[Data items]
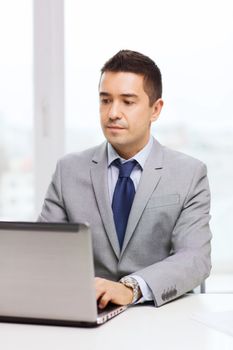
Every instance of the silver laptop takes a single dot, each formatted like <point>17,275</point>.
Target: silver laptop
<point>47,275</point>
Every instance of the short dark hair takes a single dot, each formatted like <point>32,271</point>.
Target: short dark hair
<point>135,62</point>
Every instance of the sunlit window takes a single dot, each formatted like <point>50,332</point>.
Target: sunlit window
<point>16,105</point>
<point>191,41</point>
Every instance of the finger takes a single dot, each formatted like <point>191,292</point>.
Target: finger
<point>103,301</point>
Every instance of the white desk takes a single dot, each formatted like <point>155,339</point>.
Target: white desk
<point>145,327</point>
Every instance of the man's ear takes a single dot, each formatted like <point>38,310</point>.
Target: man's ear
<point>156,109</point>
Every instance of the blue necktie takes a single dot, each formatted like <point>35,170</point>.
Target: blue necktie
<point>123,197</point>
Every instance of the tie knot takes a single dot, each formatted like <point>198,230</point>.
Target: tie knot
<point>126,168</point>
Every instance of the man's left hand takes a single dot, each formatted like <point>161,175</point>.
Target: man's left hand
<point>109,291</point>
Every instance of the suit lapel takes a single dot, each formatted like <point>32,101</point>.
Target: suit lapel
<point>149,180</point>
<point>99,178</point>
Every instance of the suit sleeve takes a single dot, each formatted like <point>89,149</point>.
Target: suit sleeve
<point>189,263</point>
<point>53,209</point>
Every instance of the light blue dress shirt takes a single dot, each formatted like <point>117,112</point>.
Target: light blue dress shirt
<point>113,173</point>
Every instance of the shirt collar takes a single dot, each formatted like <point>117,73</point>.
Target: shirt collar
<point>140,157</point>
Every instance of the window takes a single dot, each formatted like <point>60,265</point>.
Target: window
<point>194,50</point>
<point>16,111</point>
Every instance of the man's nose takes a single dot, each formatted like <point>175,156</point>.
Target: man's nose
<point>114,112</point>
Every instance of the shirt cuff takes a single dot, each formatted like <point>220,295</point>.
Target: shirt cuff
<point>147,294</point>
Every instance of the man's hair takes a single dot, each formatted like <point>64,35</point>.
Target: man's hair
<point>135,62</point>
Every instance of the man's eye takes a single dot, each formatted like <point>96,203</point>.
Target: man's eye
<point>128,102</point>
<point>105,101</point>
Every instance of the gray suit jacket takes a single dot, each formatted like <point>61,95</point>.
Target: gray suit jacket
<point>167,240</point>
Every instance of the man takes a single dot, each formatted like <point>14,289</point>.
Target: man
<point>149,222</point>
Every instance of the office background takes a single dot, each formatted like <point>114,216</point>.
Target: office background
<point>51,52</point>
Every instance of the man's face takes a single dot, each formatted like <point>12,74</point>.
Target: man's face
<point>125,112</point>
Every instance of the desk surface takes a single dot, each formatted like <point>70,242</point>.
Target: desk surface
<point>142,327</point>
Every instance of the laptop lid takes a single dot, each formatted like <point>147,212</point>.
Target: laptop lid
<point>47,274</point>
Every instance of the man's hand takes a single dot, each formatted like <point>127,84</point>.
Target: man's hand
<point>115,292</point>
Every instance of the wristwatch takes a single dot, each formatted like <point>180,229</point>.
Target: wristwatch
<point>133,284</point>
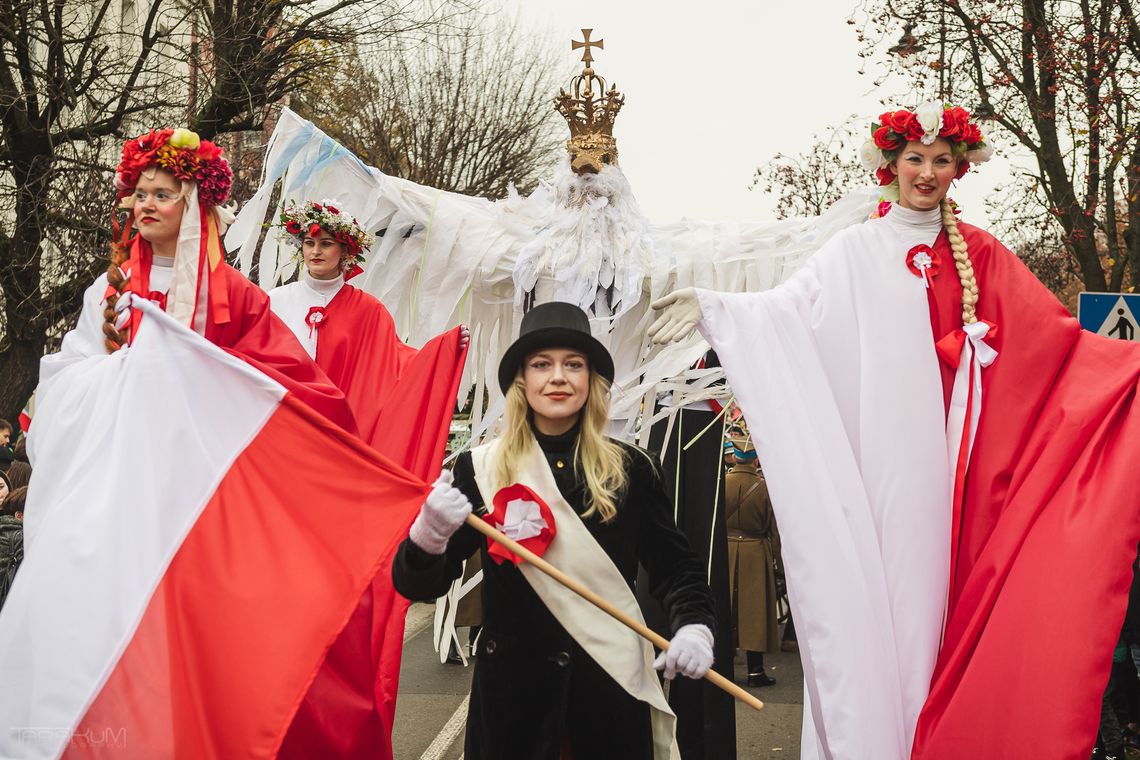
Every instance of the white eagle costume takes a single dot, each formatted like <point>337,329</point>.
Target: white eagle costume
<point>444,259</point>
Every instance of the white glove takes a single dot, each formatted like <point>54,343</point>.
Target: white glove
<point>690,652</point>
<point>681,311</point>
<point>444,512</point>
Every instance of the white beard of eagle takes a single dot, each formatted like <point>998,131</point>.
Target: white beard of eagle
<point>589,242</point>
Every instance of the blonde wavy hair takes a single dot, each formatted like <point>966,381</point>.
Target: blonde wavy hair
<point>597,459</point>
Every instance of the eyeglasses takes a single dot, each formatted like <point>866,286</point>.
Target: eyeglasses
<point>162,197</point>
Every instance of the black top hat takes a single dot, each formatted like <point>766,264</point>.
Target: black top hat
<point>554,325</point>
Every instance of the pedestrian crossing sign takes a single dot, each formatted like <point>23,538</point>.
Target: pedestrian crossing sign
<point>1112,315</point>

* _What is expected_: Output all of the listing above as a two-column CSV headed text and answer, with one row for each thing to be marked: its wording goes in text and its points go in answer, each in a single quoted field with line breaks turned into spaces. Leave the pictures out.

* _Output_:
text,answer
"Every instance of the silver laptop takes a single dot, each formatted like <point>17,275</point>. Target: silver laptop","<point>47,275</point>"
"Every instance of the short dark hair takes a single dot, each formatted like <point>32,271</point>. Target: short dark hair","<point>135,62</point>"
"Every instance of the sunlit window takes a single dot, each formatted like <point>50,332</point>. Target: sunlit window","<point>16,105</point> <point>191,41</point>"
"Every instance of the finger takes a single dot, each formatted like <point>191,292</point>. Target: finger","<point>103,301</point>"
"Every instance of the white desk takes a single dot, each formatted like <point>155,339</point>. Target: white desk","<point>145,327</point>"
"Every instance of the man's ear takes a single dot, each formatted like <point>38,310</point>. Target: man's ear","<point>156,109</point>"
"Every instance of the blue necktie takes a single dot, each formatted like <point>35,170</point>. Target: blue necktie","<point>123,197</point>"
"Every instance of the tie knot takes a single dot, each formatted like <point>198,230</point>. Target: tie knot","<point>126,168</point>"
"Every instance of the man's left hand takes a single dot, each formatted like <point>161,175</point>. Target: man's left hand","<point>109,291</point>"
"Every instance of the suit lapel takes a single dot, each formatted like <point>32,101</point>. Target: suit lapel","<point>149,180</point> <point>99,178</point>"
"Every instance of the suit sleeve takes a single dot, each formatted like <point>89,149</point>. Target: suit sleeve","<point>189,263</point> <point>53,209</point>"
"Every instance of the light blue dress shirt takes a single dot, each formatted like <point>117,112</point>. Target: light blue dress shirt","<point>113,173</point>"
"Every instance of the shirt collar takes a single dot, each formatted like <point>117,73</point>. Target: shirt collar","<point>140,157</point>"
"Every instance of the window takes a single dot, each formatted like <point>60,265</point>. Target: window","<point>194,50</point> <point>16,111</point>"
"Every instance of the man's nose takes a single dot, each formatted like <point>175,156</point>. Target: man's nose","<point>114,112</point>"
"Every instance of the shirt cuff takes a single dot, each formatted like <point>220,295</point>. Target: shirt cuff","<point>147,294</point>"
"Every instance of the man's hair takes a single dot, each formatted like <point>64,35</point>. Target: man's hair","<point>135,62</point>"
"Every instance of the man's eye takes a single dot, each formatted like <point>96,203</point>. Target: man's eye","<point>128,102</point> <point>105,101</point>"
"Every instance of the gray suit jacket takes a single dot, each formatted like <point>61,95</point>. Target: gray suit jacket","<point>167,240</point>"
"Every instance of the man takes a single dot, each formatted like <point>14,289</point>. Target: man","<point>149,222</point>"
"Every instance of the office background takes a single dot, each formatted like <point>114,216</point>. Target: office background","<point>51,52</point>"
"Every instance of the man's face takes a single dot, each formatted like <point>12,74</point>. Target: man's face","<point>125,112</point>"
"Every instance of the desk surface takes a single dot, each formatted like <point>70,242</point>. Target: desk surface","<point>142,327</point>"
"Every instance of the laptop lid takes a single dot, each formatted like <point>147,212</point>. Target: laptop lid","<point>47,274</point>"
"Every instance of the man's hand takes a single dot, each formatted like <point>127,84</point>. Target: man's hand","<point>115,292</point>"
"Every instance of the wristwatch takes a single dot, each formatted like <point>180,229</point>. Target: wristwatch","<point>133,284</point>"
"Every instance of the white eagle costume takes a single dot, each formatted like <point>337,329</point>. Target: white eagle costume","<point>444,259</point>"
"Every instance of the white glove takes a single dot, each formatted like <point>54,343</point>. Target: white glove","<point>690,652</point> <point>681,311</point> <point>444,512</point>"
"Every instance of the white beard of eagle takes a single dot, each formatted like <point>998,131</point>. Target: white beard of eagle","<point>589,242</point>"
"Every instance of the blonde wavy hair takes a single dot, each formatted like <point>966,381</point>. Target: blonde wavy hair","<point>597,459</point>"
"Every instance of the eyeglasses takes a single dot, each formatted like <point>866,286</point>. Target: eyeglasses","<point>162,197</point>"
"Every instance of the black top hat takes a single dot, each formatted like <point>766,264</point>. Target: black top hat","<point>554,325</point>"
"Every instance of the pedestrian crossing sign takes a single dot, each formatted like <point>23,538</point>. Target: pedestrian crossing sign","<point>1112,315</point>"